_Task brief_. Put the records from the line with "Presence check — is there any oven" to the line with "194 150 229 168" into a Markdown table with the columns No. and Text, giving each line its own row and omitting blank lines.

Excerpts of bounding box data
·····
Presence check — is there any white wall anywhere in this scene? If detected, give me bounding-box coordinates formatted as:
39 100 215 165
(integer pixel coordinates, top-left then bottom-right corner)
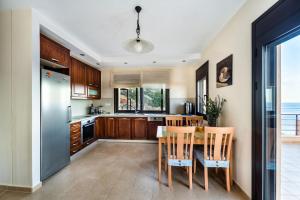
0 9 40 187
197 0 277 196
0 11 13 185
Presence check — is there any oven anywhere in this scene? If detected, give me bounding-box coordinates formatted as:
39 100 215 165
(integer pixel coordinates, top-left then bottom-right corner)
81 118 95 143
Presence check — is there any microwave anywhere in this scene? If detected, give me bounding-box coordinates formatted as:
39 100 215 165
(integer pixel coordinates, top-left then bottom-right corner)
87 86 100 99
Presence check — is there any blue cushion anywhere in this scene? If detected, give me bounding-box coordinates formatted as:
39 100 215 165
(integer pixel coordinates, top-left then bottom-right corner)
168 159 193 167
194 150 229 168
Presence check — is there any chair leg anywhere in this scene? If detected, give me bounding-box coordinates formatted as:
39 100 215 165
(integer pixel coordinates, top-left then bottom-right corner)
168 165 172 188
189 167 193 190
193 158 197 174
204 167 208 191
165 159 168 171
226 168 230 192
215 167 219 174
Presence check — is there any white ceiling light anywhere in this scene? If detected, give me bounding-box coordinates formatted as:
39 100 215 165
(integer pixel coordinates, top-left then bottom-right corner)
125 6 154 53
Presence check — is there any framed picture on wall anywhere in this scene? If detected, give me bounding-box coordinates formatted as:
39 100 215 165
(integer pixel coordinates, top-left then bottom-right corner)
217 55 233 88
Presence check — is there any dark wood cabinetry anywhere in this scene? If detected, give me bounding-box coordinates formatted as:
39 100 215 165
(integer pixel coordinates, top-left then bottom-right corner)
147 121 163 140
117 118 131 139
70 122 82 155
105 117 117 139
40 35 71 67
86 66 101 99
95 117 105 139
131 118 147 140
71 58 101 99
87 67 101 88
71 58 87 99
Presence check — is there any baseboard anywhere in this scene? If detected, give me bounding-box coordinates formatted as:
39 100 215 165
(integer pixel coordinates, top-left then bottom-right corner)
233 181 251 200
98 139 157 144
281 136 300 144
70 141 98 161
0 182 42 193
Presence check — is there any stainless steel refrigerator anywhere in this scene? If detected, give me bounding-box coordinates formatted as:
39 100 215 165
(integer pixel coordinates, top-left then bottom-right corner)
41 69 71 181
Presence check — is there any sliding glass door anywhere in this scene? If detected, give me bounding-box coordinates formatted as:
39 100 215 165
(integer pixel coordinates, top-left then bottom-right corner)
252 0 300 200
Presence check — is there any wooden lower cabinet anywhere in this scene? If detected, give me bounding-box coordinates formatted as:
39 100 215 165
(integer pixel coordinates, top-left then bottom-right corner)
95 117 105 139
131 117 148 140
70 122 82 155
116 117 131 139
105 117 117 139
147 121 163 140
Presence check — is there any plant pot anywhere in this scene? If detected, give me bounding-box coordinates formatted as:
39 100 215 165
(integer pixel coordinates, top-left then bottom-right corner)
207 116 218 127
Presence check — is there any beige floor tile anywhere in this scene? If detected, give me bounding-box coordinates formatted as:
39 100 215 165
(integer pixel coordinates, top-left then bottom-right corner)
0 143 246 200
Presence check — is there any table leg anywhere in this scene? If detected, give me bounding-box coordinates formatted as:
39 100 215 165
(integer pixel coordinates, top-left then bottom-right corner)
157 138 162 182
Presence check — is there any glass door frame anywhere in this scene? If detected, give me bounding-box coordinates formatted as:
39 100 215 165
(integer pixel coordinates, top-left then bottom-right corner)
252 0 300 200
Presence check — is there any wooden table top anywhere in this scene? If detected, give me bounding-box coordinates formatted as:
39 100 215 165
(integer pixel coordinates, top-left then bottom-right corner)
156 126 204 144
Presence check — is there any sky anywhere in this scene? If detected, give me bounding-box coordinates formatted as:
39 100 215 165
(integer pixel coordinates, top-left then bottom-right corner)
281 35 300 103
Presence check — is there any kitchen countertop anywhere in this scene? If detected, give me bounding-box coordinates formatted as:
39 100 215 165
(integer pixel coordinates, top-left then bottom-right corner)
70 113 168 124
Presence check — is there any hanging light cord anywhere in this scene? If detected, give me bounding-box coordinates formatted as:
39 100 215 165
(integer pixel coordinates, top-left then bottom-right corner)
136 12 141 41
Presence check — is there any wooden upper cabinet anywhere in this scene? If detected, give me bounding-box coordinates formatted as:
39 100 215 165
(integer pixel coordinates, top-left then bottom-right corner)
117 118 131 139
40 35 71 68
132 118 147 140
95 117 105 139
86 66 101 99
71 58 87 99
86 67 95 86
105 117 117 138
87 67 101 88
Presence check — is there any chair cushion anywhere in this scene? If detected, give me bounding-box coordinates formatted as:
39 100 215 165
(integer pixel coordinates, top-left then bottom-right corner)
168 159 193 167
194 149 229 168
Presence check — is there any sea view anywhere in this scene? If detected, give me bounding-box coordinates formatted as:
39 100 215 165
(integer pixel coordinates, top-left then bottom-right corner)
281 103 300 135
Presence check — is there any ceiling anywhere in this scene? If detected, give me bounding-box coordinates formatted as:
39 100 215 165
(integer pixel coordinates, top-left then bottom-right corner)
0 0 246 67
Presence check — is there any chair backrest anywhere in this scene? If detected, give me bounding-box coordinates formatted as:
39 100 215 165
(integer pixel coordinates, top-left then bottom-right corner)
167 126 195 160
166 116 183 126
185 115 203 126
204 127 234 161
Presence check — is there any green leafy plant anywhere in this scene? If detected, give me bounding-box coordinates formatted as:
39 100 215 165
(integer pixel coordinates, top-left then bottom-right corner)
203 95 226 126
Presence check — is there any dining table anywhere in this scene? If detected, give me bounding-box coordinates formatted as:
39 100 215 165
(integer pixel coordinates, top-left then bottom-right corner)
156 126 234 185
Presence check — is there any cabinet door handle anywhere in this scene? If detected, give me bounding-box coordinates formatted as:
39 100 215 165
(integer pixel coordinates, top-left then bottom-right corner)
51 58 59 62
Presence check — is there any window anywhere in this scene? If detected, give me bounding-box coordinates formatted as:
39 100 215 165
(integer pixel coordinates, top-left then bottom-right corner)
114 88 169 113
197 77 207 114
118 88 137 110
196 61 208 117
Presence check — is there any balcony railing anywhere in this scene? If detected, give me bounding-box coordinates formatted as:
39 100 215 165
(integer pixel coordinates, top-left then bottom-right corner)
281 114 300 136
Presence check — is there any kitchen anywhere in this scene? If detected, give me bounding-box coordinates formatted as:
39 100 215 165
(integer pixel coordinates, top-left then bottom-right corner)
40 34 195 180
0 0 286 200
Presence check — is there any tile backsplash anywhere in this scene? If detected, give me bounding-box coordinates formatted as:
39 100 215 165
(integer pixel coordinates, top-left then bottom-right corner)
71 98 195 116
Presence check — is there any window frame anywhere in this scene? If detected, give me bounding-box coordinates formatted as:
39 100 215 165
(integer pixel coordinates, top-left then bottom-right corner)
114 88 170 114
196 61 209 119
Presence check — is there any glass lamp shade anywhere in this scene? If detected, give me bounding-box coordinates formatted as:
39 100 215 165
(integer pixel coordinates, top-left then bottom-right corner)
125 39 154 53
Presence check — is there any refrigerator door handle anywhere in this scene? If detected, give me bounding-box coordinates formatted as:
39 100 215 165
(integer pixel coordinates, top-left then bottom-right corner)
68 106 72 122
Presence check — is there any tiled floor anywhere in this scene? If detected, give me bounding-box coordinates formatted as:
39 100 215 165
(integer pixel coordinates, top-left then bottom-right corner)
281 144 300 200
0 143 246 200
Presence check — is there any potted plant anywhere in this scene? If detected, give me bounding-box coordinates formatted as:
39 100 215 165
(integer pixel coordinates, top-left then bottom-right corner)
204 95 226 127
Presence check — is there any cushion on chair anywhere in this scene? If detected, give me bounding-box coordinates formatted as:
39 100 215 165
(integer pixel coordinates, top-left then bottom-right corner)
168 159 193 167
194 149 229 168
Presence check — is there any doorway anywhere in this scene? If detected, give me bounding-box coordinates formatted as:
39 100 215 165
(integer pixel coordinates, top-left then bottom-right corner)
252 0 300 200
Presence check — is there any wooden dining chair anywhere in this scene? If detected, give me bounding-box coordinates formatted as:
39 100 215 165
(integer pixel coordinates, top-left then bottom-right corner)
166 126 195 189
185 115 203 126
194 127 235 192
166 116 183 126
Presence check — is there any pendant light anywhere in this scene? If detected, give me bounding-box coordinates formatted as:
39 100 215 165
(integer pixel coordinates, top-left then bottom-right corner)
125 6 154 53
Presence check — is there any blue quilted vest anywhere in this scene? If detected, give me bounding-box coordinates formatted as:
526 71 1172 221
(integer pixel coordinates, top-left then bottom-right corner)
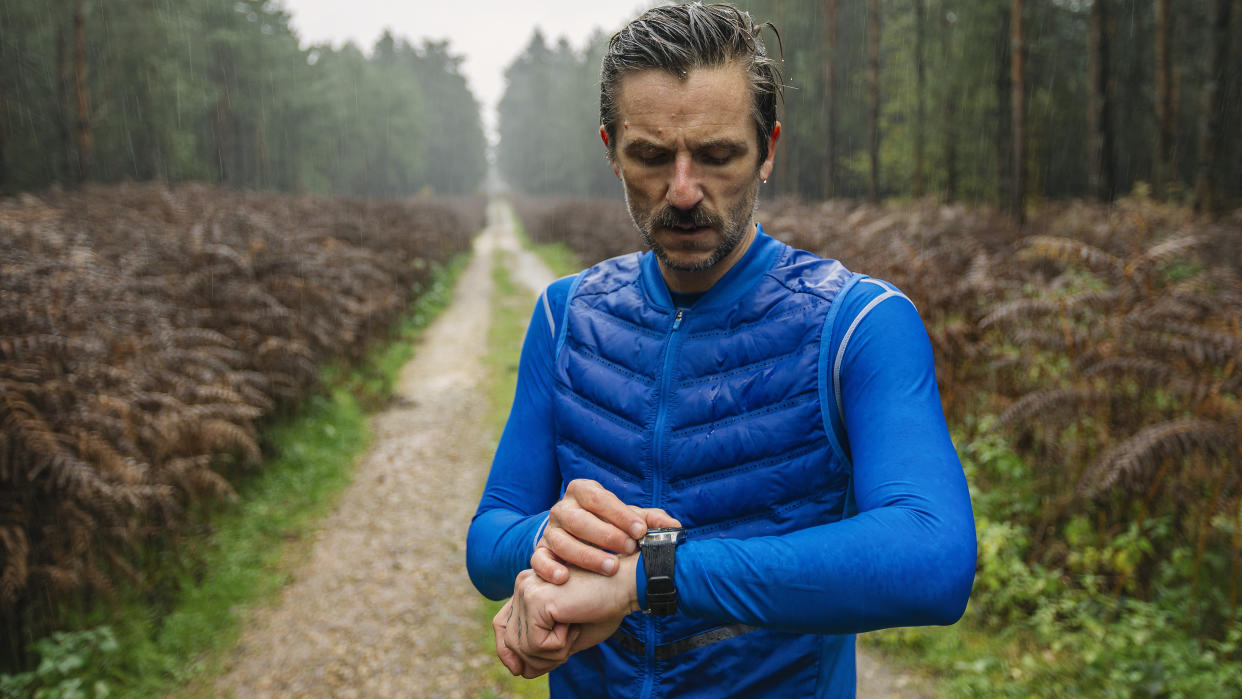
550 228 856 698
·····
_The answer_.
| No. | Text |
|---|---|
| 1 | Presence check — is there any oven anywhere in this scene? If detected, give me bounding-box coordinates formatted as: |
| 2 | 39 100 215 165 |
| 3 | (integer pixel coordinates, top-left then bottom-right corner) |
| 4 | 81 118 95 143 |
| 5 | Presence check — is there any microwave anywhere in this scene? If detected, give me bounding-box coordinates formatted as: |
| 6 | 39 100 215 165 |
| 7 | (integer pixel coordinates, top-left then bottom-right corner) |
| 8 | 87 86 100 99 |
| 9 | Presence check — is there any blue cushion anywhere in this scene? If detected, give me bounding-box coordinates formatted as: |
| 10 | 39 100 215 165 |
| 11 | (integer pixel coordinates, top-left then bottom-right corner) |
| 12 | 168 159 193 167 |
| 13 | 194 150 229 168 |